_Work task_
Quote word for word the whole passage below on comparing bulk and single-cell RNA-Seq data.

4) In response to the reviewer’s request to assess whether the parenchymal signatures (Supplementary files 4-6) we identified in the endothelial translatome were only driven by lowly abundant transcripts, we performed Spearman correlation analysis to compare organ-matched RiboTag bulk RNA-Seq data with scRNA-Seq data generated by the Betsholtz Lab and the Tabula Muris Compendium (Figure 6, Figure 6—figure supplement 1). One of the challenges for comparing bulk RNA-Seq and single cell RNA-Seq data is the profound difference in sequencing depth and coverage because single cell RNA-Seq by its very nature only identifies a comparatively low number of transcripts in a given cell. We therefore identified stable housekeeping genes that could be used as a reference point for comparing these three datasets (RiboTag, Betsholtz, Tabula Muris). This allowed us to compare the expression levels for each gene relative to the housekeeping gene. In each dataset, we first determined the fold change for all genes using the housekeeping gene, Sap30l (Supplementary files 7-9). Using these fold change values, we calculated correlation coefficients between the brain endothelial translatome and the single cell brain ECs from the Betsholtz and Tabula Muris datasets. We found that for all genes detected in the brain endothelium, the correlation between RiboTag and Betsholtz was 0.53 (Figure 6A).

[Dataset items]
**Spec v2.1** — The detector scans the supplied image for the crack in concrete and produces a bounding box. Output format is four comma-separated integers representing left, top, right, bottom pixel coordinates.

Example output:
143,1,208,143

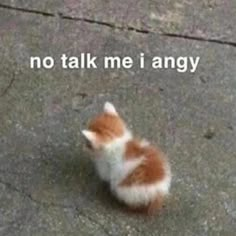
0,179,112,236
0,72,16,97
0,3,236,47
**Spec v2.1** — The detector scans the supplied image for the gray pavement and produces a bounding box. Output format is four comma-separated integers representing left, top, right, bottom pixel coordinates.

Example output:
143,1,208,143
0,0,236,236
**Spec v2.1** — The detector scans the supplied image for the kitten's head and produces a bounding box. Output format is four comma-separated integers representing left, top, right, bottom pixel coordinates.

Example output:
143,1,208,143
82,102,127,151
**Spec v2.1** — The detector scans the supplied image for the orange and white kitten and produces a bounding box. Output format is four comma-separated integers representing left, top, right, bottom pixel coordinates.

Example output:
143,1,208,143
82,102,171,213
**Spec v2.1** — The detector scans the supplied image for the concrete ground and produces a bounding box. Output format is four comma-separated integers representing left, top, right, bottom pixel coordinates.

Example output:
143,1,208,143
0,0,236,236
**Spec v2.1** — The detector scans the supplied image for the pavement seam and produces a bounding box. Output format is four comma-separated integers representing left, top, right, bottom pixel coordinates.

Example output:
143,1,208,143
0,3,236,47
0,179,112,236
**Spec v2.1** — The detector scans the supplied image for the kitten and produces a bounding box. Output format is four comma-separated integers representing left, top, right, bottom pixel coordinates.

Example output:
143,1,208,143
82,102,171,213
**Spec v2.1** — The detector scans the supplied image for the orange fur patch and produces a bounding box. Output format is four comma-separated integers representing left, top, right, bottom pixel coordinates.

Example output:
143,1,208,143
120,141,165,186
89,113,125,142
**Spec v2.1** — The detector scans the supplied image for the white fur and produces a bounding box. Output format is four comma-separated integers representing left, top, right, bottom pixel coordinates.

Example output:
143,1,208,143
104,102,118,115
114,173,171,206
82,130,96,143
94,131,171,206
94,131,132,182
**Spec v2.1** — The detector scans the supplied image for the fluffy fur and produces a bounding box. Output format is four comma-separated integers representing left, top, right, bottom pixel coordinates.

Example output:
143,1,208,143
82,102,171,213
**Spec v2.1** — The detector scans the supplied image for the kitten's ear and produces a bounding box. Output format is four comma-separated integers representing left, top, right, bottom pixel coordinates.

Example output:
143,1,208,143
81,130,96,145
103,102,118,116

--

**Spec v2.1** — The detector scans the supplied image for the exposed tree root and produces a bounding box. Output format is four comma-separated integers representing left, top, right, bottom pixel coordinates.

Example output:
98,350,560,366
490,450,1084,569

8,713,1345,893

_Answer_
4) In response to the reviewer’s request to assess whether the parenchymal signatures (Supplementary files 4-6) we identified in the endothelial translatome were only driven by lowly abundant transcripts, we performed Spearman correlation analysis to compare organ-matched RiboTag bulk RNA-Seq data with scRNA-Seq data generated by the Betsholtz Lab and the Tabula Muris Compendium (Figure 6, Figure 6—figure supplement 1). One of the challenges for comparing bulk RNA-Seq and single cell RNA-Seq data is the profound difference in sequencing depth and coverage because single cell RNA-Seq by its very nature only identifies a comparatively low number of transcripts in a given cell. We therefore identified stable housekeeping genes that could be used as a reference point for comparing these three datasets (RiboTag, Betsholtz, Tabula Muris). This allowed us to compare the expression levels for each gene relative to the housekeeping gene. In each dataset, we first determined the fold change for all genes using the housekeeping gene, Sap30l (Supplementary files 7-9). Using these fold change values, we calculated correlation coefficients between the brain endothelial translatome and the single cell brain ECs from the Betsholtz and Tabula Muris datasets. We found that for all genes detected in the brain endothelium, the correlation between RiboTag and Betsholtz was 0.53 (Figure 6A).